_PASSAGE PROVIDED_
+ + + + +

Will politician bloggers and groups sorting through heaps of posts on local issues open up the social and political awareness space? FENG ZENG KUN looks at the changes
The local blogosphere has evolved in the past year - not just growing in numbers but also in opening up public discussion spaces.
A survey released in March by Singapore's Infocomm Development Authority estimated 862,000 bloggers and 958,000 blog readers currently in Singapore. The same survey last year tabulated the blogging population at 502,000.
The new converts include at least 21 politicians, compared to four blogging politicians before last June. (See '24-hour Hotline To Ministers')
The move from personal blogs to more public and social ones also involves more blog aggregators and group blogs, like Ping.sg, Intelligent Singaporean and Singapore Angle.
Aggregators collect posts on personal blogs onto a single site, while group blogs are authored by teams of writers.
The power of the masses provides more breadth and depth of online conversation, according to those sites' editors.
For this work, Ping.sg averages about 100,000 page views monthly and Intelligent Singaporean, 45,000. Singapore Angle gets about 50,000 monthly hits. In comparison, popular blogger mr brown gets 150,000 monthly page views, as does veteran aggregating site Tomorrow.sg.
Associate professor Ang Peng Hwa, chair of the Wee Kim Wee School of Communication and Information, does not think this expansion is surprising.
Dr Ang, 50, said: 'With bloggers like mr brown and Xiaxue going mainstream by appearing in widely-read newspapers, there was more curiosity about blogs.'
Mr Benjamin Koe, 27, a new media specialist at public relations firm Hill and Knowlton, also noted that the changes here reflect the patterns abroad.
He cited the recent embracing of new media like blogs and YouTube, a video aggregator, by United States presidential candidates like Democrats Hillary Clinton and Chris Dodd, and corporations like General Motors and Marriott International.
Mr Koe said: 'When more people inhabit the blogosphere it becomes more important to do so.'
What difference it makes
Like many, however, he was less concerned with the causes of the local changes than with their effects and potential.
Dr Bernard Leong, 32, editor of group blog Singapore Angle, thinks that a larger blogosphere makes for better social debate. And that, he said, is where aggregators and group blogs have a role to fill.
Dr Leong cited the recent controversy over local playwright Alfian Bin Sa'at. When Mr Alfian was dismissed as a relief teacher for undisclosed reasons in May, hot heads led conspiracy charges against the Ministry of Education on their personal blogs, before cooler ones pointed out the lack of proof and information.

+ + + + +

_WRITTEN REQUEST A_
Translate this sentence from the article on Singapore's blogosphere into Spanish: "Aggregators collect posts on personal blogs onto a single site, while group blogs are authored by teams of writers."

+ + + + +

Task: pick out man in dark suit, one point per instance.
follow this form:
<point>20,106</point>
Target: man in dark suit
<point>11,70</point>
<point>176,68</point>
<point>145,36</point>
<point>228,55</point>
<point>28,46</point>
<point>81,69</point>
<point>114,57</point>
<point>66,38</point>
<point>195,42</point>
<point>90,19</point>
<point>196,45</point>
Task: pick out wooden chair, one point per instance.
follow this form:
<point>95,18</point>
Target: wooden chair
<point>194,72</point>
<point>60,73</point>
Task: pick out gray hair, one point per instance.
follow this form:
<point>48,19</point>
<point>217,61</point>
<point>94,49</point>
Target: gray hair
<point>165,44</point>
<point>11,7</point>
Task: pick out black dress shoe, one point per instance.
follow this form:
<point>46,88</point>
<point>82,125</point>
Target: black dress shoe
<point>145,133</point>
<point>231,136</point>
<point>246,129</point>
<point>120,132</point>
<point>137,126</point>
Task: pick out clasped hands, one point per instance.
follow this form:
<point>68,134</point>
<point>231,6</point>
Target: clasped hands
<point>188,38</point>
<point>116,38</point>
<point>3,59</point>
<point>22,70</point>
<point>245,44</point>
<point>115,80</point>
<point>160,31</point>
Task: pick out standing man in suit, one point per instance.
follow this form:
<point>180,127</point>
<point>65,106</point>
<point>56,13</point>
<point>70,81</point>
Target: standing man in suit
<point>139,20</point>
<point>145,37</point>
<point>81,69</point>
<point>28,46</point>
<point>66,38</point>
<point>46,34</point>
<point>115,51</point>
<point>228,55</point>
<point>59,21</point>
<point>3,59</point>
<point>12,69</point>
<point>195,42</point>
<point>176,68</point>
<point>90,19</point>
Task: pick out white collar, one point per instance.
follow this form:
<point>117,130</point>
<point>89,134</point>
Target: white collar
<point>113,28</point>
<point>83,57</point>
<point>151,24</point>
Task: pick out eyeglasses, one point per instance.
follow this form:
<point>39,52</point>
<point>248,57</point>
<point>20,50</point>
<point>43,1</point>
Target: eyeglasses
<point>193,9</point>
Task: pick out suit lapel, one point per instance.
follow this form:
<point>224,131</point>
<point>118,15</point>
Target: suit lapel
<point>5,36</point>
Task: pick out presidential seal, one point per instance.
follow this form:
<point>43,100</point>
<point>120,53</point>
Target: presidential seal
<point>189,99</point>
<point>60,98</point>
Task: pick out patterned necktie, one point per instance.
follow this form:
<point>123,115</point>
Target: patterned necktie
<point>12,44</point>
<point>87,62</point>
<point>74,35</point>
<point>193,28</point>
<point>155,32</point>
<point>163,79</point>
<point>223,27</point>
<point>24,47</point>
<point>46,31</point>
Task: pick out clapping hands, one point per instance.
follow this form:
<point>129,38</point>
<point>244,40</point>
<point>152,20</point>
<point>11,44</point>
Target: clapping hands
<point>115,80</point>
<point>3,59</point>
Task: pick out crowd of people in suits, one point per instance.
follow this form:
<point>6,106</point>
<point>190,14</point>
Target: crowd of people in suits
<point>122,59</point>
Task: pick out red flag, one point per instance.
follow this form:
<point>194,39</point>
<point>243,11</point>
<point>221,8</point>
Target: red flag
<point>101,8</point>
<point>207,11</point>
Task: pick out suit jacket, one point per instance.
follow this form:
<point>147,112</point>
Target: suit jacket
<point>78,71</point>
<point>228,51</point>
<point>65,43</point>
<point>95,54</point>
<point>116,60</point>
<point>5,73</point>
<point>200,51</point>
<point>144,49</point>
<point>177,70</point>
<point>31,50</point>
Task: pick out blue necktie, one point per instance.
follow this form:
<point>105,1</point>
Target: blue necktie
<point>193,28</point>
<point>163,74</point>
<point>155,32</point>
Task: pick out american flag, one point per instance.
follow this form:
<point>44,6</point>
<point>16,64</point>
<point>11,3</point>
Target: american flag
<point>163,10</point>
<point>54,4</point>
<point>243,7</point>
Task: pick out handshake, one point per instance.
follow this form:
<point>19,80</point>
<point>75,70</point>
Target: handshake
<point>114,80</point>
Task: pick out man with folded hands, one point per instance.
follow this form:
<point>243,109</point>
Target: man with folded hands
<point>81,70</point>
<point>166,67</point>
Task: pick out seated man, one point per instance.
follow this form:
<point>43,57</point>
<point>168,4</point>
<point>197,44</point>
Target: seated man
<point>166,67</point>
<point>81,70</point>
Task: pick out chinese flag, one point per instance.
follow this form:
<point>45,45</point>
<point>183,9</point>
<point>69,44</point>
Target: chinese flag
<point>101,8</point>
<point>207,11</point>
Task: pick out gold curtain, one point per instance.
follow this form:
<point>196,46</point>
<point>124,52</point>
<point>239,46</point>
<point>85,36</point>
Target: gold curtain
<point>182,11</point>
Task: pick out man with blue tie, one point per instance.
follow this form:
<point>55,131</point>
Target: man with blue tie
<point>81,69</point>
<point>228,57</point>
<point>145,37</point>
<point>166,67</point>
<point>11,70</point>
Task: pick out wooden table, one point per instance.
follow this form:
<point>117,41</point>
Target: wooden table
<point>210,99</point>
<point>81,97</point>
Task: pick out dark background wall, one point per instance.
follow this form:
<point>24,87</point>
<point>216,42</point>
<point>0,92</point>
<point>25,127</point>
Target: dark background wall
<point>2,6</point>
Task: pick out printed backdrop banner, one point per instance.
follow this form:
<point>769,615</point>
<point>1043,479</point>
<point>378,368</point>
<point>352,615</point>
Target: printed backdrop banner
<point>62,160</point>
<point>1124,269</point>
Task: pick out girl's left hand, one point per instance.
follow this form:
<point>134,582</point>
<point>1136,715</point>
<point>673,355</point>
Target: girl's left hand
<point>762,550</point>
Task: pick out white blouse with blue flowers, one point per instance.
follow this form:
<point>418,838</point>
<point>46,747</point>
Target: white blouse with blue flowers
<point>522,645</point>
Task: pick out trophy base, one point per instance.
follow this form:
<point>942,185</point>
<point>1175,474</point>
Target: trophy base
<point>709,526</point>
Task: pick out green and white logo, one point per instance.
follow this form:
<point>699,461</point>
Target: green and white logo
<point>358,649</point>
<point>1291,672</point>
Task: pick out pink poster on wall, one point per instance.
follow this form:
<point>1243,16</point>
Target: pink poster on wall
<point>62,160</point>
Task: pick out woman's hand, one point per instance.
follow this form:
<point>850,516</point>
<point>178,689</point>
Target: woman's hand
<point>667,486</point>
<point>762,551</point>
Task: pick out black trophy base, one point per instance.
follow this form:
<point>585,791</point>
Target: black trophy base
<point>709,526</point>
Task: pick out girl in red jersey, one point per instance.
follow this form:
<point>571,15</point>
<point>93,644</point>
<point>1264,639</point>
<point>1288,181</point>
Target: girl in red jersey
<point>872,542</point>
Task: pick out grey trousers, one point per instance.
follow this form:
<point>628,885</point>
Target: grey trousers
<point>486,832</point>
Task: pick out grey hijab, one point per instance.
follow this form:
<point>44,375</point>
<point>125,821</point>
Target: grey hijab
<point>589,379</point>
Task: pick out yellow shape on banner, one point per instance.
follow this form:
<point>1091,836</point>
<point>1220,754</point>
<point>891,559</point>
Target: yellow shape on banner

+ + + + +

_WRITTEN REQUEST B_
Please rewrite the stretch of the records from their start through the line containing "<point>137,126</point>". Raise every answer coordinate by 43, and leave the requests and their sample points unchanged.

_ANSWER A_
Los agregadores reúnen en un solo sitio las publicaciones de blogs personales, mientras que los blogs grupales son escritos por equipos de redactores.

_ANSWER B_
Task: pick out man in dark suit, one point per instance.
follow this form:
<point>20,106</point>
Target: man in dark suit
<point>54,113</point>
<point>219,111</point>
<point>188,79</point>
<point>271,98</point>
<point>71,89</point>
<point>124,112</point>
<point>157,100</point>
<point>109,81</point>
<point>238,85</point>
<point>133,62</point>
<point>239,88</point>
Task: pick out wooden chair, one point per instance.
follow this form:
<point>95,18</point>
Target: wooden chair
<point>237,115</point>
<point>103,116</point>
Task: pick out gray hair, one point per instance.
follow this form:
<point>48,19</point>
<point>217,61</point>
<point>94,49</point>
Target: gray hair
<point>208,87</point>
<point>54,50</point>
Task: pick out black dress shoe, one point per instance.
follow this form:
<point>46,88</point>
<point>82,125</point>
Target: black dress shoe
<point>188,176</point>
<point>274,179</point>
<point>289,172</point>
<point>163,175</point>
<point>180,169</point>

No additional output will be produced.